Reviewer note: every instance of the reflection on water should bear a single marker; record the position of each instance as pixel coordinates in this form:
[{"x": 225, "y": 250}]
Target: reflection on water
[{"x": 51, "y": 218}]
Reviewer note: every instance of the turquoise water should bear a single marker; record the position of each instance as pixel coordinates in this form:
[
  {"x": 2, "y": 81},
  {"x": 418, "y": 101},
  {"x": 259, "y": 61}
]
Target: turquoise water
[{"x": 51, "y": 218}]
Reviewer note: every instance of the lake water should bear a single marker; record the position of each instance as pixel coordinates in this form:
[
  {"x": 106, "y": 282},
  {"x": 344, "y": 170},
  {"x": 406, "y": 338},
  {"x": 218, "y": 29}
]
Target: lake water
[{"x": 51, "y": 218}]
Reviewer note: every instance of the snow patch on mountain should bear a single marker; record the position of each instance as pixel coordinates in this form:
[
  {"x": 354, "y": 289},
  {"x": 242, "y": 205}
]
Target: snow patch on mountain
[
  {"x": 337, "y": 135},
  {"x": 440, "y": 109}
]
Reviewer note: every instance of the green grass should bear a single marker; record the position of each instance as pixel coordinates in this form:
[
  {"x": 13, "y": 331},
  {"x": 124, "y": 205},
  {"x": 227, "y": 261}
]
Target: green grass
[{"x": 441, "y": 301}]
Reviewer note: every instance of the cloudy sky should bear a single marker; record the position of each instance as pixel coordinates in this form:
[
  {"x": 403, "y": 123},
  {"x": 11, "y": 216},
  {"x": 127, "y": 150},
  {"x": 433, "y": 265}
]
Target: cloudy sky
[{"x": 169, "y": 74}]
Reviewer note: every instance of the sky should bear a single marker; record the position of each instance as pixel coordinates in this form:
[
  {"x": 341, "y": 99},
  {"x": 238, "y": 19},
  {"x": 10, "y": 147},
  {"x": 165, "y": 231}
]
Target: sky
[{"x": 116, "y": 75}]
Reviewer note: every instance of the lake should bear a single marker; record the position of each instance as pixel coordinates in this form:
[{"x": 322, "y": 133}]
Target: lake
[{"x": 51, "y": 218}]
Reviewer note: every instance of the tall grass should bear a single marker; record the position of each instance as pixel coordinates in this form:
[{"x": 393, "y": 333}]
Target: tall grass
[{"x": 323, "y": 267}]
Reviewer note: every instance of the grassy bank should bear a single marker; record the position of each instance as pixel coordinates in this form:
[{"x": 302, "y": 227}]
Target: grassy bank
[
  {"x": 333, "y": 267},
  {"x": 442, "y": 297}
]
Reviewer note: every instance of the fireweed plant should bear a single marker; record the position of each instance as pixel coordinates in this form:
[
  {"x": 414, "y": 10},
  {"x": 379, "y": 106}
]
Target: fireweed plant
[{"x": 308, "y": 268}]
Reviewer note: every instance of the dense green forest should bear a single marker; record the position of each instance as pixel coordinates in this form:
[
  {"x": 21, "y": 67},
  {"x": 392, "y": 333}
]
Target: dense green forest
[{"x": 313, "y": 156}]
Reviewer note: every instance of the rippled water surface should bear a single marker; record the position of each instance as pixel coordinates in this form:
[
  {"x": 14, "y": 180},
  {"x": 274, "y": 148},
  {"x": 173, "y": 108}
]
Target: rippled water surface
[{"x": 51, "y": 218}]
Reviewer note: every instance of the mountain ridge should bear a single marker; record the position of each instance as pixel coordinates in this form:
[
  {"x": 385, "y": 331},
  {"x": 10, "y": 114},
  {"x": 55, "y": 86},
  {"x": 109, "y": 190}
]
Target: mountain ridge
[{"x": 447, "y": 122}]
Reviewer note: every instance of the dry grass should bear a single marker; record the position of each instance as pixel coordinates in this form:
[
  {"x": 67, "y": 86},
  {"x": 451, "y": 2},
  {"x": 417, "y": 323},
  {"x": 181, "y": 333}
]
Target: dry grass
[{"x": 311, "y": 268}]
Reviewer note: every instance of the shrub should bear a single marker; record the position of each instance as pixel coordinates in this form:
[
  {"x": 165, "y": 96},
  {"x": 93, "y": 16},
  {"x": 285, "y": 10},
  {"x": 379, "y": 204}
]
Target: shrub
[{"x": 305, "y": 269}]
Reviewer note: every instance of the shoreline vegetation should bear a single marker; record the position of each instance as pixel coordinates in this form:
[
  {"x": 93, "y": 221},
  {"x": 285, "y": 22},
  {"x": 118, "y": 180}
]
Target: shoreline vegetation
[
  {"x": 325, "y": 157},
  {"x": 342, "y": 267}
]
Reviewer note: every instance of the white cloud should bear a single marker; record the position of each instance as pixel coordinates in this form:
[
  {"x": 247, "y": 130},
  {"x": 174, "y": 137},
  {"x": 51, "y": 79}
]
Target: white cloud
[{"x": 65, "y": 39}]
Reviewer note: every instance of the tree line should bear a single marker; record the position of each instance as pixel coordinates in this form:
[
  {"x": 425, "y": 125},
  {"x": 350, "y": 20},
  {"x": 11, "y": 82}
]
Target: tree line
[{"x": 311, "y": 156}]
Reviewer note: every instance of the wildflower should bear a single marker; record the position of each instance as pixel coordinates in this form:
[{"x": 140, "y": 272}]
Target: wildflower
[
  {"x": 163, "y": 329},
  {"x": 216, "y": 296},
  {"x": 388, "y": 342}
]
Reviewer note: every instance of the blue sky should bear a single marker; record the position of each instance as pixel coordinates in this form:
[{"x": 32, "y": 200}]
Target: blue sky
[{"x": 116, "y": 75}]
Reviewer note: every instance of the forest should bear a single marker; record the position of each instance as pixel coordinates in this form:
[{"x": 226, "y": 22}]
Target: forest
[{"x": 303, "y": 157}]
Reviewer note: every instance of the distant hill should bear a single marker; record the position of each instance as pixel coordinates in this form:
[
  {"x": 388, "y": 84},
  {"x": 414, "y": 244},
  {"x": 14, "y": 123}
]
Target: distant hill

______________________________

| What to work on |
Filter the listing above for the string "hill" and copy every matching line.

| Task solution |
Reviewer note: every instance of the distant hill should bear a single marker; record the position of each instance as pixel coordinates in this form:
Target: distant hill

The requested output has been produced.